* [YOUR INSTRUCTIONS] Please check the Requirements section of the converter text below and name the minimum Python version it lists.

* [TEXT SECTION]
= = = = = = =

Open `http://localhost:8000` in your browser.

## How It Works

1. **Upload** — drag & drop a PDF or EPUB file
2. **Classify** — PyMuPDF analyzes PDF type; EPUB chapters are counted
3. **Select range** *(optional)* — pick specific pages or chapters to convert
4. **Convert** — Marker processes PDF; ebooklib + markdownify handles EPUB
5. **Split** *(optional)* — choose how many parts to split the output into
6. **Download** — get a single `.md` or a ZIP with split parts, all images embedded inline

## API

| Method | Path | Description |
|--------|------|-------------|
| `POST` | `/api/upload` | Upload PDF/EPUB, returns `task_id` |
| `GET` | `/api/classify/{task_id}` | Detect PDF type + page count, or EPUB chapter count |
| `POST` | `/api/convert/{task_id}?page_from=&page_to=` | Start conversion (optional page range) |
| `GET` | `/api/status/{task_id}` | Poll conversion progress |
| `GET` | `/api/result/{task_id}` | Get markdown + image list |
| `GET` | `/api/download/{task_id}` | Download `.md` with embedded images |
| `GET` | `/api/download/{task_id}/zip?parts=N` | Download ZIP with N split `.md` files |
| `GET` | `/api/split-preview/{task_id}?parts=N` | Preview split structure before download |

## Tech Stack

- **Backend**: FastAPI + Uvicorn
- **PDF Classification**: PyMuPDF
- **PDF Conversion**: Marker (marker-pdf) + Surya OCR
- **EPUB Conversion**: ebooklib + markdownify
- **Smart Splitting**: Custom algorithm — heading/HR/paragraph boundary detection
- **Frontend**: Vanilla HTML/CSS/JS + marked.js
- **i18n**: TR/EN with client-side toggle

## Requirements

- Python 3.10+
- 4-6GB RAM (when Marker models are loaded)
- **GPU strongly recommended for PDF** — CPU-only is extremely slow (~1 hour for a 27-page mixed PDF on i5 + 40GB RAM). A CUDA-capable GPU converts the same file in minutes.
- EPUB conversion is lightweight — no GPU needed, runs instantly

## License

GPL-3.0

= = = = = = =

[Records of labeled points]
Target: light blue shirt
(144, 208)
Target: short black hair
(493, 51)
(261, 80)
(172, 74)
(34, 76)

= = = = = = =

* [FULL RESPONSE] Python 3.10 or newer.